### SET TASK
Write out exactly, with no other output, the lines below from the one that contains "Can you see the white vase?" through the end.

### THE DATA
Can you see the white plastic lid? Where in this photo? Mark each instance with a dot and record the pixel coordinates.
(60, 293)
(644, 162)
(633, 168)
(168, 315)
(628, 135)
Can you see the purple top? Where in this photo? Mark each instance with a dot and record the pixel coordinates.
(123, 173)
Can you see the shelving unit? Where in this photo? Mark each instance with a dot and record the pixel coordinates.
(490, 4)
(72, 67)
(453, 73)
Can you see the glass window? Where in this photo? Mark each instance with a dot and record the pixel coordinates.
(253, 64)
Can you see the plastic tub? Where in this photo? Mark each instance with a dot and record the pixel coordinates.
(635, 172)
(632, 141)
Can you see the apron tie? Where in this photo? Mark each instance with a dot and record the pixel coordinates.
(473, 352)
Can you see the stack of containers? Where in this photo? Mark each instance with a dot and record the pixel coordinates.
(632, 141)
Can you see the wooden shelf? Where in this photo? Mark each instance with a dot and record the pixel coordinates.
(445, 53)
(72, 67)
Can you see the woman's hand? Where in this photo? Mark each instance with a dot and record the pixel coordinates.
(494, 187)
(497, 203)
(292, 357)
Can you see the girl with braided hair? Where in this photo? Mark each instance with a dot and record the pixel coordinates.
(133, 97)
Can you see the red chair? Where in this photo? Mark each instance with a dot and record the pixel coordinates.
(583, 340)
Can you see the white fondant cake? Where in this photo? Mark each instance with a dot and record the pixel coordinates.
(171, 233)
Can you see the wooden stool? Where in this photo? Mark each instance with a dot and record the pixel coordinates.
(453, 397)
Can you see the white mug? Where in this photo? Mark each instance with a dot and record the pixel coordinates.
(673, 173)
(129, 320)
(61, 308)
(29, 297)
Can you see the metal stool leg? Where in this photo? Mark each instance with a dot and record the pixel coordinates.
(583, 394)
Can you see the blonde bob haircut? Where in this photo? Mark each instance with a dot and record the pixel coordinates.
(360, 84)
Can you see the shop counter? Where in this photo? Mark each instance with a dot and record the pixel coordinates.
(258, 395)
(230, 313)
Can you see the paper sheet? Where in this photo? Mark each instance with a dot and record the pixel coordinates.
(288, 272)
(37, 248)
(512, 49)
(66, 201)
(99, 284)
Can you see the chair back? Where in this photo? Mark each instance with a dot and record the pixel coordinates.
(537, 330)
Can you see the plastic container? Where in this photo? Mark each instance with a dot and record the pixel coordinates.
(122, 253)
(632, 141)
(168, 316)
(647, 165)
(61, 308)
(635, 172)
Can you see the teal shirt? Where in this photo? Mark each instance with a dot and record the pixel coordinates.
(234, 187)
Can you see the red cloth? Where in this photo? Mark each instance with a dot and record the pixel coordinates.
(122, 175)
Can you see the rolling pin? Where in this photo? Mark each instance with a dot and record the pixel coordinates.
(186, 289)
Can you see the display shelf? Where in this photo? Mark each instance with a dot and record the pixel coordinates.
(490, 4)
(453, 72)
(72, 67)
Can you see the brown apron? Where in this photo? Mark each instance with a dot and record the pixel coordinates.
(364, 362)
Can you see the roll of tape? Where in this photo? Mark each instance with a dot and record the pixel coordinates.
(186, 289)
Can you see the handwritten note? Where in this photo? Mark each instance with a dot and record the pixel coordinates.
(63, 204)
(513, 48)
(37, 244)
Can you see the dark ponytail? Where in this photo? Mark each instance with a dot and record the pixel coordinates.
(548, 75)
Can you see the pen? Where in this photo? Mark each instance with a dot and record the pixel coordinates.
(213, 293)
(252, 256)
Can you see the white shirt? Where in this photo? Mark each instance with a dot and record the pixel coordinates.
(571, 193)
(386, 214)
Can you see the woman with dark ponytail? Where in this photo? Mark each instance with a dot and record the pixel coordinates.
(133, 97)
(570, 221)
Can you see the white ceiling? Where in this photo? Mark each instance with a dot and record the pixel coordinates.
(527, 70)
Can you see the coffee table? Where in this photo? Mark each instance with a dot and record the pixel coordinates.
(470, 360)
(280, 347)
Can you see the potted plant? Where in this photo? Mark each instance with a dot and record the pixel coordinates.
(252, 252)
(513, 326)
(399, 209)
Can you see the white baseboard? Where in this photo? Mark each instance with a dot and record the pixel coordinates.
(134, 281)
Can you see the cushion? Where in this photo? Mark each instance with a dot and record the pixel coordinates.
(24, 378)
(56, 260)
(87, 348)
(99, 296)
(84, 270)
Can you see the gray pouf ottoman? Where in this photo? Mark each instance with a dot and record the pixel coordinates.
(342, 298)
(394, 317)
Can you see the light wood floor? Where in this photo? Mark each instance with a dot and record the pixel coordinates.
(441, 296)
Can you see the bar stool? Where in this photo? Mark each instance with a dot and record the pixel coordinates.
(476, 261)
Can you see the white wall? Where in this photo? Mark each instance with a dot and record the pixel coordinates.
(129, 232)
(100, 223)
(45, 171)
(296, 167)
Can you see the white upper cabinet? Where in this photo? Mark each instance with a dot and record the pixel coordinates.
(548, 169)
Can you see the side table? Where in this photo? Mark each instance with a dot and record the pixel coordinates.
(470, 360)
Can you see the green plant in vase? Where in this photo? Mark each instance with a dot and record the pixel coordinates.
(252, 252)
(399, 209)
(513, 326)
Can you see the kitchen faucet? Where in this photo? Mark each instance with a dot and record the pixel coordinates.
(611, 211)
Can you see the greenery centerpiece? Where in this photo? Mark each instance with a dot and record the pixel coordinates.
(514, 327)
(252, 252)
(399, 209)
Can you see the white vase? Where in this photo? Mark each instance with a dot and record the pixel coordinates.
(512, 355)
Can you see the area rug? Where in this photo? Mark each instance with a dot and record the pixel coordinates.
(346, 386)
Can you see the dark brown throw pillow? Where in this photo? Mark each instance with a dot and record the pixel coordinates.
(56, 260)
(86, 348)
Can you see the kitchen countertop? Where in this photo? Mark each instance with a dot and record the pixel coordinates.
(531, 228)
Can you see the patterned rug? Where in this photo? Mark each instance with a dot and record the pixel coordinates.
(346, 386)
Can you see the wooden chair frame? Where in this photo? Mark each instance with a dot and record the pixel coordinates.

### ANSWER TO THIS TASK
Can you see the white vase? Where in this photo? Mark each instance with a dot and record the pixel coordinates.
(512, 355)
Can you see the area rug? Where in this photo? Mark each instance with a dot and record the pixel coordinates.
(346, 386)
Can you see the dark brown throw pillow? Where in this photo? Mark each instance with a dot and record the pixel coordinates.
(56, 260)
(86, 348)
Can you see the kitchen countertop? Where in this photo? Mark each instance with a dot and record the pixel coordinates.
(531, 228)
Can you see the patterned rug? Where in this photo? Mark each instance with a dot and record the pixel coordinates.
(346, 386)
Can you see the wooden chair frame? Where in this photo? Mark each instance with a dot and record the pixel coordinates.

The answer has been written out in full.